Father of man killed by FBI agent says he may have been provoked

MOSCOW (CNN) -- The father of a 27-year-old man shot dead by an FBI agent said Thursday that accounts he has heard about the killing make no sense.

Ibragim Todashev was fatally shot early May 22 during questioning about a 2011 triple homicide in Waltham, Massachusetts, as well as his relationship with deceased Boston Marathon bombings suspect Tamerlan Tsarnaev.

Todashev admitted to his direct role in slashing three people's throats in Waltham and said Tsarnaev was involved as well, a federal law enforcement official told CNN.

Todashev was killed while being interviewed in the kitchen of his Orlando, Florida, home.

"One of the versions was that he went to the kitchen, took a knife and attacked them," Abdulbaki Todashev told reporters in Moscow about his son. "Another version was that he freaked out and wanted to hit (a) police officer and take his gun. It's absurd. There were four or five armed, well-trained people from FBI or police. Couldn't they handle my son?"

The father said that Todashev could have posed no threat: he had recently undergone leg surgery and needed crutches to walk.

Photographs of his son's body show that he was shot seven times, once to the head, said Abdulbaki Todashev.

"They were torturing the man for eight hours. There was no lawyer, no witnesses, nobody. Until we get the results of the official investigation, we can only guess what was going on there."

The elder Todashev suggested his son may have been provoked. "If you question someone for eight hours, you can provoke him into anything," he said.

The father said he had spent much of his life raising his 12 children, and that he knew Ibragim well. "I know what he is capable and not capable of. My son could not have done this."

A U.S. government official briefed on the investigation said Thursday that Todashev had agreed to talk to authorities,and noted that he was never arrested or handcuffed.

A samurai sword was in the room when Todashev sat down with two Massachusetts State Police detectives and a Boston-based FBI agent, but it was moved out of his reach.

** EXTRACTED DATA **
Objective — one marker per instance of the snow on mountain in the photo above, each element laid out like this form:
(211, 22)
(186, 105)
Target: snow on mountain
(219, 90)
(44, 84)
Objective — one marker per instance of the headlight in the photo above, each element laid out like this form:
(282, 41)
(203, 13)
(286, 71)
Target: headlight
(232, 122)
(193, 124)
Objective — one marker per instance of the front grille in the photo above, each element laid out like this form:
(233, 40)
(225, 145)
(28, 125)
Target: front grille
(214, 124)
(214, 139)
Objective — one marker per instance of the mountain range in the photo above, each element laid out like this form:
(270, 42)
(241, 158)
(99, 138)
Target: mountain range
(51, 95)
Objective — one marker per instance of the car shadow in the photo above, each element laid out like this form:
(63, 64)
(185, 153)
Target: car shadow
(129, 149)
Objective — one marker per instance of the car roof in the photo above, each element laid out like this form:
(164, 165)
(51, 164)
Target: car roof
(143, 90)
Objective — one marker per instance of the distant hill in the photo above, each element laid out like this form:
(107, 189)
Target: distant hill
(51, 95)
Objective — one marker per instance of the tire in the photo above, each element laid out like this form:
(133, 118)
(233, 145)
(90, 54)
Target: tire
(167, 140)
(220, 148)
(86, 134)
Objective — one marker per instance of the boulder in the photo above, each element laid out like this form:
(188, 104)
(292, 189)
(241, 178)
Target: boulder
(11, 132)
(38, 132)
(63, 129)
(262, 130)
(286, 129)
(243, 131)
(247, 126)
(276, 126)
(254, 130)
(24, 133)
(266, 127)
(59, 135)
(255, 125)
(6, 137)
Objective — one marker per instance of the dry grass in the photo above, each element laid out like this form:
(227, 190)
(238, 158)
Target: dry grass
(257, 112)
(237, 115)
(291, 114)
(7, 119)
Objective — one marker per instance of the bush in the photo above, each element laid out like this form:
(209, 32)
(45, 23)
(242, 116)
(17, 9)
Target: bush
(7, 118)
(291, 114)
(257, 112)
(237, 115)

** PROBLEMS TO SOLVE **
A – Print the part of the Todashev shooting article starting at "Ibragim Todashev was" and ending at "official told CNN.".
B – Name every person the Todashev shooting article identifies by full name.

** OUTPUTS IN ORDER **
A –
Ibragim Todashev was fatally shot early May 22 during questioning about a 2011 triple homicide in Waltham, Massachusetts, as well as his relationship with deceased Boston Marathon bombings suspect Tamerlan Tsarnaev.

Todashev admitted to his direct role in slashing three people's throats in Waltham and said Tsarnaev was involved as well, a federal law enforcement official told CNN.

B –
Ibragim Todashev
Tamerlan Tsarnaev
Abdulbaki Todashev